PROBLEM DETAILS:
Lines from the first one down to the one containing "Could you point to the bridge cable" in the data below are the only ones needed; please return them exactly, both ends included.

======

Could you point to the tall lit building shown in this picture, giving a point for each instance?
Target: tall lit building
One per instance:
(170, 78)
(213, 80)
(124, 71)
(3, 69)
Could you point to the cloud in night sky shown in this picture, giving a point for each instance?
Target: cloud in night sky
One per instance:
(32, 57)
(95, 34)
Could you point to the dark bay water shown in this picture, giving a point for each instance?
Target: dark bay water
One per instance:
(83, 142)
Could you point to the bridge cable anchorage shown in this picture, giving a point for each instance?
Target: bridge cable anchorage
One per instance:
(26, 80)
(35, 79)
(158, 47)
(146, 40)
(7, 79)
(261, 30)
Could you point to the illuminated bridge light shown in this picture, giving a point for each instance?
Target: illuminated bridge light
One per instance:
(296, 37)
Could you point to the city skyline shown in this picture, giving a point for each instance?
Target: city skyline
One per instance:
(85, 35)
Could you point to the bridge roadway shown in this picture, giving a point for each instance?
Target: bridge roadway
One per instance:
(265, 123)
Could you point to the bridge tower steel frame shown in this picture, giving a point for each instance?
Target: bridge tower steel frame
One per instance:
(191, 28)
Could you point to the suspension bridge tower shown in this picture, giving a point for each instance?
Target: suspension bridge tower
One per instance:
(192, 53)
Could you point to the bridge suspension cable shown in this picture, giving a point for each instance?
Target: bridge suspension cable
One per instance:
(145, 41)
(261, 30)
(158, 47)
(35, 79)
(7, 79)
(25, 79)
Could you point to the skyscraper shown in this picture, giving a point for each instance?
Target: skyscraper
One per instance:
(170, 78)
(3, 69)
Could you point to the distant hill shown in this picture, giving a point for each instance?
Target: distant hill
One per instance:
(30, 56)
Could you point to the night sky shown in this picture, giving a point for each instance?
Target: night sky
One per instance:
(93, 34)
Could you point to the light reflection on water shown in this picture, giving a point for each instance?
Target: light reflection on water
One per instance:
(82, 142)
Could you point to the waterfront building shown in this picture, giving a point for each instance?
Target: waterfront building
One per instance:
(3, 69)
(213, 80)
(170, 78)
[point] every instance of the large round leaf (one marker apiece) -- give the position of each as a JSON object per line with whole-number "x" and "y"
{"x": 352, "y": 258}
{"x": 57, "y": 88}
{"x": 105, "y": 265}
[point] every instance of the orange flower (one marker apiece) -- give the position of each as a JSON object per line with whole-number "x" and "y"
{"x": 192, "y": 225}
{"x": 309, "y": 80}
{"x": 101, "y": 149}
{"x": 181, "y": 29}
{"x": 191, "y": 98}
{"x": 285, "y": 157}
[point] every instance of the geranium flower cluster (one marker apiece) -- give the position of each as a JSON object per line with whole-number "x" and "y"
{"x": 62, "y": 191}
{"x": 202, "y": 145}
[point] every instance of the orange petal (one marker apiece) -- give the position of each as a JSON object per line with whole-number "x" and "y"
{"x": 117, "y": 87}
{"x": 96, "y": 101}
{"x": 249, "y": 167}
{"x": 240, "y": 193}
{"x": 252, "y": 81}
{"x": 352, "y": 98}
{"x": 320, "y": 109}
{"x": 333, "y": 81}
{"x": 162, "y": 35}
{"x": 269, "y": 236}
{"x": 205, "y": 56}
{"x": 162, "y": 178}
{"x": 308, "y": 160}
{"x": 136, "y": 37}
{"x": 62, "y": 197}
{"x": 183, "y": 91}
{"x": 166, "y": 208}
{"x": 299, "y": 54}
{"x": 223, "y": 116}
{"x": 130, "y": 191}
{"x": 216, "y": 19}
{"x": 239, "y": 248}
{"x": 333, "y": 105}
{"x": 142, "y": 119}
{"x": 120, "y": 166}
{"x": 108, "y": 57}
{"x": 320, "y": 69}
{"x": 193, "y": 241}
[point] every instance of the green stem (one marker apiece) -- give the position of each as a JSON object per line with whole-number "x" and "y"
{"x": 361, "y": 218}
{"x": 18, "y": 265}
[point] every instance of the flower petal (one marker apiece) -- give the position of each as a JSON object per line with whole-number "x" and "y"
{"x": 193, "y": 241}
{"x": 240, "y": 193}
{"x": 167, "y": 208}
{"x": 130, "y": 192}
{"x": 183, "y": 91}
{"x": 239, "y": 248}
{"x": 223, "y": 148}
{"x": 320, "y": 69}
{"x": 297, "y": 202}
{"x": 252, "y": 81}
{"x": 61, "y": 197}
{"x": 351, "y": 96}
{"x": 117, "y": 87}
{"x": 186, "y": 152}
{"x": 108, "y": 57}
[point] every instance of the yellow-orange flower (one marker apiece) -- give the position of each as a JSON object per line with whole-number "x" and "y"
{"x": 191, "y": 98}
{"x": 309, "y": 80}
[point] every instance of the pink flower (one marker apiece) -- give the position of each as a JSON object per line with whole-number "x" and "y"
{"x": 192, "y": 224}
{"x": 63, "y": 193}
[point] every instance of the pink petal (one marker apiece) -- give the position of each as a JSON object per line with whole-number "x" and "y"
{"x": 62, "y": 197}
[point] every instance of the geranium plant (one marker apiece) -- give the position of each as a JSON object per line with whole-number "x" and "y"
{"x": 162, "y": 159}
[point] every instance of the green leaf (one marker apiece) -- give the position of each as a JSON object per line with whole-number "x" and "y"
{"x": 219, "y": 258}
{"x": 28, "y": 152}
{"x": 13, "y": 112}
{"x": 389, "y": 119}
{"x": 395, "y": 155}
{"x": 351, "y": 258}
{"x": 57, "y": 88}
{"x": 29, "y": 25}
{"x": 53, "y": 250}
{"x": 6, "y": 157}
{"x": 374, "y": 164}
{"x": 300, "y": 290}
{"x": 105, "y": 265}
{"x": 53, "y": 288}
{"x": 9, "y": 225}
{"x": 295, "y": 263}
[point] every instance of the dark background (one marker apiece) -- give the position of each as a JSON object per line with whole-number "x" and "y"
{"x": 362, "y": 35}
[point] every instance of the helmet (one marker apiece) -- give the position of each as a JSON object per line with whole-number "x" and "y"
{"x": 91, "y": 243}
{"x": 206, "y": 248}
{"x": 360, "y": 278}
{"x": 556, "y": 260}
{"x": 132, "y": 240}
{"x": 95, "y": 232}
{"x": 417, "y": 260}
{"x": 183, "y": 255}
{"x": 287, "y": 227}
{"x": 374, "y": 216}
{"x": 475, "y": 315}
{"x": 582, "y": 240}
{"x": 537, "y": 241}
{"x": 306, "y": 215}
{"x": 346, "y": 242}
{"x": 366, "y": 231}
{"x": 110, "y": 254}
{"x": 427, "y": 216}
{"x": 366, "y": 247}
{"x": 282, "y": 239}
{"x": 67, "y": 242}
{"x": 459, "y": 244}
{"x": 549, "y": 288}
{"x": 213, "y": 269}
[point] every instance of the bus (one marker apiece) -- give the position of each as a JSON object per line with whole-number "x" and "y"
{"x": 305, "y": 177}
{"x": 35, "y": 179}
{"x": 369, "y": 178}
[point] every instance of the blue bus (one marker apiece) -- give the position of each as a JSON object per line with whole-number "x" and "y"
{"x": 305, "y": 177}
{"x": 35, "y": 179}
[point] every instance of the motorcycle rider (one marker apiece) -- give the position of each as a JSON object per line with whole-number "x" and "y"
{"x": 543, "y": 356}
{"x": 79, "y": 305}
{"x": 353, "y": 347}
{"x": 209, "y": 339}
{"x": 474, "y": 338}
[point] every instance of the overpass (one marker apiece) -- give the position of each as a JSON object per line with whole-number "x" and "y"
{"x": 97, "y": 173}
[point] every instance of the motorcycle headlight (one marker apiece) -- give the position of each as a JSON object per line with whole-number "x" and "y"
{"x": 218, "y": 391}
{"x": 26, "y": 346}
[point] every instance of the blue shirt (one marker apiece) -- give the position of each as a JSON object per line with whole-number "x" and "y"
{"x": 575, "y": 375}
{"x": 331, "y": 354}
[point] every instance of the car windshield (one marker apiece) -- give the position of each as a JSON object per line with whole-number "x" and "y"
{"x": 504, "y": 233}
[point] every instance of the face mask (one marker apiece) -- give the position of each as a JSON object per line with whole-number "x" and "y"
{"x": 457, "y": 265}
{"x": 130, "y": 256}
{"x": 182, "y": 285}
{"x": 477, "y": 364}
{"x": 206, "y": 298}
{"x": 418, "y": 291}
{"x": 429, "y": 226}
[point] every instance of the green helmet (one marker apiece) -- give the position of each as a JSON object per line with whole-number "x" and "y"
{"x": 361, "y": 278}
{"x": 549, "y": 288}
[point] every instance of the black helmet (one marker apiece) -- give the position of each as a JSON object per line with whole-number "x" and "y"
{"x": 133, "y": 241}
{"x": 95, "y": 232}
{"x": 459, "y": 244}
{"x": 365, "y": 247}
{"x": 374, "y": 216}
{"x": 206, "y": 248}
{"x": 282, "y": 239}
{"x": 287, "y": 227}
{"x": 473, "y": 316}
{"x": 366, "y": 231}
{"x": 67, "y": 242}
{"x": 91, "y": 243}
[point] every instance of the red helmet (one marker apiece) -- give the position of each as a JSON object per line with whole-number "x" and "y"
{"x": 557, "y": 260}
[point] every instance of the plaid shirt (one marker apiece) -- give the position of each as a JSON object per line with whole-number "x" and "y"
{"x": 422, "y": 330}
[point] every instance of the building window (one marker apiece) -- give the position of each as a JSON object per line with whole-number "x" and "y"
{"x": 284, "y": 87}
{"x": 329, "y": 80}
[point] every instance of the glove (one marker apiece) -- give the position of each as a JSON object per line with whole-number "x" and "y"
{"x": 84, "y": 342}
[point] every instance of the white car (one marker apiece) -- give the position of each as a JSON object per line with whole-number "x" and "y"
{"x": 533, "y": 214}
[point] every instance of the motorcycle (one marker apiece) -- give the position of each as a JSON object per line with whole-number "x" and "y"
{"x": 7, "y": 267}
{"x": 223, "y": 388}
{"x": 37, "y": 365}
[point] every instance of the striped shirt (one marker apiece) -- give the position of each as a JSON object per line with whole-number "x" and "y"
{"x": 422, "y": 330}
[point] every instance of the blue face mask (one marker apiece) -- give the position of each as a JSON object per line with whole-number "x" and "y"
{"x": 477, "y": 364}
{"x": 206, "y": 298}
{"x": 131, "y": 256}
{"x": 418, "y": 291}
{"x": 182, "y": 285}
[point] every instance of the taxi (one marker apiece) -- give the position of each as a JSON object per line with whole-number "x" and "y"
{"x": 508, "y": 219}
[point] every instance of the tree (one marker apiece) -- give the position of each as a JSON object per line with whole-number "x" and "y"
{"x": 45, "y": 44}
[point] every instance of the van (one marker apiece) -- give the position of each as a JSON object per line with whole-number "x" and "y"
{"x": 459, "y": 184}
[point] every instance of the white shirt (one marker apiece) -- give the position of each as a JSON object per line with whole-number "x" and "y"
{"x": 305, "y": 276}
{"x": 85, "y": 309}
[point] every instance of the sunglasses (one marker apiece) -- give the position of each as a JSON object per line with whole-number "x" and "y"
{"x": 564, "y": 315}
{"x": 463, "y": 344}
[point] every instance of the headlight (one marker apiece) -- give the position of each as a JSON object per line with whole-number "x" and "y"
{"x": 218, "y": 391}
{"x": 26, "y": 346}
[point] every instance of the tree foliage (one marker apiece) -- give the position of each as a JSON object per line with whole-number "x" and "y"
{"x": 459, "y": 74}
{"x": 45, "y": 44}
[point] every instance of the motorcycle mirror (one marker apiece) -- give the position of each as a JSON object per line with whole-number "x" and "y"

======

TASK SOLUTION:
Could you point to the tall lit building shown in this picture, giving a point for each instance?
Target: tall lit building
One per instance:
(170, 78)
(213, 80)
(124, 71)
(3, 69)
Could you point to the cloud in night sky shown in this picture, giving a point for each instance?
Target: cloud in night sky
One per instance:
(32, 57)
(95, 34)
Could you point to the dark bay water shown in this picture, giving a point for each instance?
Target: dark bay water
One per instance:
(83, 142)
Could you point to the bridge cable anchorage shown in this picture, giving a point for each instance?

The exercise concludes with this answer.